#### O que fazer
Reproduza sem nenhuma alteração a parte do trecho sobre as gravações pirateadas que vai desde "But many of" até "excellent or superior.".

#### Trecho fornecido
━━━━━━━━━━━━━━━━━━━━

Isso me lembra a palestra célebre de Chimamanda Adichie, "The Danger of a
Single Story". Outro, dentre os vários pontos importantes, é o fato de que
muitas dessas "piratarias" eram de fato criações originais, por trabalho de
montagem do produtor, o que é parte da linguagem do hip-hop, uma arte da
reprodutibilidade técnica, mas inaceitável no universo da "música de
concerto". *Intelligent Life* de novo:

But many of the ripped-off recordings, deprived of the halo effect of
> Hatto’s tragically uplifting story, now seem rather less impressive.
> According to Gregor Benko, co-founder of the International Piano Archives
> in Maryland: “A few of the pirated performances were excellent or superior.
> Most of them, the majority of them, however, were middle of the road,
> chrome-plated conservatory graduate style delineations of the text, without
> much interpretation, personality or musical soul”.

━━━━━━━━━━━━━━━━━━━━

#### Dados apresentados
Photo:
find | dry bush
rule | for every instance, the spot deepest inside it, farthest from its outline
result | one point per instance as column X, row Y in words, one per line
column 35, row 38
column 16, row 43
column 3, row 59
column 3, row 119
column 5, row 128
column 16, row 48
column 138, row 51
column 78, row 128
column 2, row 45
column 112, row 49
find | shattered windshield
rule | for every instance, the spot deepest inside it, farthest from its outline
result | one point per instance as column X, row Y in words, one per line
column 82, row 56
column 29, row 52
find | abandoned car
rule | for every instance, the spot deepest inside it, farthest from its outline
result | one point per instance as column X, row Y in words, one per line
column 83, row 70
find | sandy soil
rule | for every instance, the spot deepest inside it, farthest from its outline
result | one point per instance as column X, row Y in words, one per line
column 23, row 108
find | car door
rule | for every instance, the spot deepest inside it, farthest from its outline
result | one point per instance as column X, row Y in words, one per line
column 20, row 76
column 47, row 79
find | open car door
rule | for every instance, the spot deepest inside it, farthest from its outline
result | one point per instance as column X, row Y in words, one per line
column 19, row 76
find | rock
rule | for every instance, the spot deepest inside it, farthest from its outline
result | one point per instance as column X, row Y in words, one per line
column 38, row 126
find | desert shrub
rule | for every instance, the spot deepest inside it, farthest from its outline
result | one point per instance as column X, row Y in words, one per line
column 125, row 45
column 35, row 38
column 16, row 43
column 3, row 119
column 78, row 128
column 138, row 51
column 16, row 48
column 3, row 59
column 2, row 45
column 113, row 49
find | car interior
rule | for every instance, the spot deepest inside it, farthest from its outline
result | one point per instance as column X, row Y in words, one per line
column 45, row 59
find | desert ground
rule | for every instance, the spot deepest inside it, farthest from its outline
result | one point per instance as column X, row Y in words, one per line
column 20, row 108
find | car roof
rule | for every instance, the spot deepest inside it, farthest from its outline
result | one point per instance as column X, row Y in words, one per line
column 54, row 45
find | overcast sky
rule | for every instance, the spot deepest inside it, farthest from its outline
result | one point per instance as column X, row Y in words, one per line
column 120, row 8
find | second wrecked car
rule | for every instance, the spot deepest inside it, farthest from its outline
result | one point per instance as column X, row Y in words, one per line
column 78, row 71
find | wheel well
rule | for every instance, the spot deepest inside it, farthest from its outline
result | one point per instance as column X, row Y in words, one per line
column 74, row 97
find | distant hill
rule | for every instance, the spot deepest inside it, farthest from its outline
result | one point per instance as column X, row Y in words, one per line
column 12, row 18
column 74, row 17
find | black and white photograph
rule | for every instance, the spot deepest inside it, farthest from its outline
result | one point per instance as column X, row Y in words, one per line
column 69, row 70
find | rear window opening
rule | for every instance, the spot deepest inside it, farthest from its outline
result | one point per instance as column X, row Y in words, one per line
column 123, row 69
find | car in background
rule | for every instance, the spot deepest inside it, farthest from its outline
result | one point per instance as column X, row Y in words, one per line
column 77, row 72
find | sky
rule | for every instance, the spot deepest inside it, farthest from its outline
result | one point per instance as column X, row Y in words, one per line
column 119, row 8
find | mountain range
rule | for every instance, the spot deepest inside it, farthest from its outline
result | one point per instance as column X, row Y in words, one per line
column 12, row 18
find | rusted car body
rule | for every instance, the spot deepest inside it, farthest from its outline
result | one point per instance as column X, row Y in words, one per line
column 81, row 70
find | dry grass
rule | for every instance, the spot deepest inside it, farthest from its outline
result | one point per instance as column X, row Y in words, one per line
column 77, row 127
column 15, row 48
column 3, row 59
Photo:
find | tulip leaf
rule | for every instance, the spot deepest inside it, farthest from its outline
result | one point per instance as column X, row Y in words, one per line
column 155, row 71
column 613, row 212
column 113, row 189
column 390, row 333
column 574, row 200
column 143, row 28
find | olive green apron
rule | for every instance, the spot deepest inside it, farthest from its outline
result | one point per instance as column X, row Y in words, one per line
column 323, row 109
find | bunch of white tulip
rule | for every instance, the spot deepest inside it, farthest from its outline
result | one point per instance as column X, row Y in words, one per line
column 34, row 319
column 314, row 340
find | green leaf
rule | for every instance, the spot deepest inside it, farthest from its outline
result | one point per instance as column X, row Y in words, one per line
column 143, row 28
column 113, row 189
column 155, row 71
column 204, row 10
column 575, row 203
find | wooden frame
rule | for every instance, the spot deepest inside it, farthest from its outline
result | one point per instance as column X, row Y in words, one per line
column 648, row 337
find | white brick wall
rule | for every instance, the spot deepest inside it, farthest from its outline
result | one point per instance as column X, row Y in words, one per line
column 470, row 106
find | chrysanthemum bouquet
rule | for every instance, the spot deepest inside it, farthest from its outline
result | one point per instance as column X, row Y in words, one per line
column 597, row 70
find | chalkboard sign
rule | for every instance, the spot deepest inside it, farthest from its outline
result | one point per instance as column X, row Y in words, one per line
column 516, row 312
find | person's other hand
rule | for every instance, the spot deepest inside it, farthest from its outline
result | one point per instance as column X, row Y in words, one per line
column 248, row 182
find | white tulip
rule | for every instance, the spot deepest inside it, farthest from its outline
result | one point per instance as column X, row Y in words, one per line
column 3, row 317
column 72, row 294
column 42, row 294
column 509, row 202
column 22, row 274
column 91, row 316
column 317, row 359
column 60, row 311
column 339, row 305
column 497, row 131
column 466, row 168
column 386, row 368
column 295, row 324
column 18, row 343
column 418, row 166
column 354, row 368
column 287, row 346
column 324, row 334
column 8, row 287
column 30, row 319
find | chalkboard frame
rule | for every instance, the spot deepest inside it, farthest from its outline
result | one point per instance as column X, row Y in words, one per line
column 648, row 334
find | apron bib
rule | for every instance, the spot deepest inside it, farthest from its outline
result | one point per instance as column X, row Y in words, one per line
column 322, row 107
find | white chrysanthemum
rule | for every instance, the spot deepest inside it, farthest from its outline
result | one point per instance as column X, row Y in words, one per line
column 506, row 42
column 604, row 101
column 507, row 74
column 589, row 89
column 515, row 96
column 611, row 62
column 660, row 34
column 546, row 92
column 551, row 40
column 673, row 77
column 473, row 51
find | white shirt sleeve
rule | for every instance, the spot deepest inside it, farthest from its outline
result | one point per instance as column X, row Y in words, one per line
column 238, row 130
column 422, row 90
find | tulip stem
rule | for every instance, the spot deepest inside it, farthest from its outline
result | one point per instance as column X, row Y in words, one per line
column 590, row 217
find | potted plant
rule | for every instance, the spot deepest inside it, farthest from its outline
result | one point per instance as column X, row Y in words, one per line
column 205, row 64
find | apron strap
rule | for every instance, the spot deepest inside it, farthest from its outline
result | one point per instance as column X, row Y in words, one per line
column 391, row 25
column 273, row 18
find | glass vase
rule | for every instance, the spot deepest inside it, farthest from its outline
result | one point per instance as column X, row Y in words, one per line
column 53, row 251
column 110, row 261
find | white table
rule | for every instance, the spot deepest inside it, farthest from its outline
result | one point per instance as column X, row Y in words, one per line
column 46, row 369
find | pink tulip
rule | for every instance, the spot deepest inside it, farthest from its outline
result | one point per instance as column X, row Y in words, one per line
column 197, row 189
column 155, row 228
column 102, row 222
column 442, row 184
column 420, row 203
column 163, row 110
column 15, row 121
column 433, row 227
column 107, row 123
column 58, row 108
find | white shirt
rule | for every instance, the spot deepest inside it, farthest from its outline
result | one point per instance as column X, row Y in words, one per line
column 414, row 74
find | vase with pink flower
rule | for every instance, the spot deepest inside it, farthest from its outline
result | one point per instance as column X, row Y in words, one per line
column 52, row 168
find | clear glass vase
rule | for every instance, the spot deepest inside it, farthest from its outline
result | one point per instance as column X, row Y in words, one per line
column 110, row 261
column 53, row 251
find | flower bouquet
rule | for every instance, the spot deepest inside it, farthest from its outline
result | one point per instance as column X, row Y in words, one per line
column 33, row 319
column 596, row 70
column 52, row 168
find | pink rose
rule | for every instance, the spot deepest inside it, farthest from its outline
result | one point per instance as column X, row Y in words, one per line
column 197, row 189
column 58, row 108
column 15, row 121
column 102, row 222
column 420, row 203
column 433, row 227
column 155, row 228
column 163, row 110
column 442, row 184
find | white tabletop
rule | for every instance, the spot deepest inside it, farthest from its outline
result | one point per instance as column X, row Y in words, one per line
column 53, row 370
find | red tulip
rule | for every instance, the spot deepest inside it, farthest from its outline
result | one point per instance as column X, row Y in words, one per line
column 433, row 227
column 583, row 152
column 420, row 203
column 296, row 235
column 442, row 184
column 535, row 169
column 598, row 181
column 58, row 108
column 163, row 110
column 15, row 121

━━━━━━━━━━━━━━━━━━━━

#### Solução do problema
But many of the ripped-off recordings, deprived of the halo effect of
> Hatto’s tragically uplifting story, now seem rather less impressive.
> According to Gregor Benko, co-founder of the International Piano Archives
> in Maryland: “A few of the pirated performances were excellent or superior.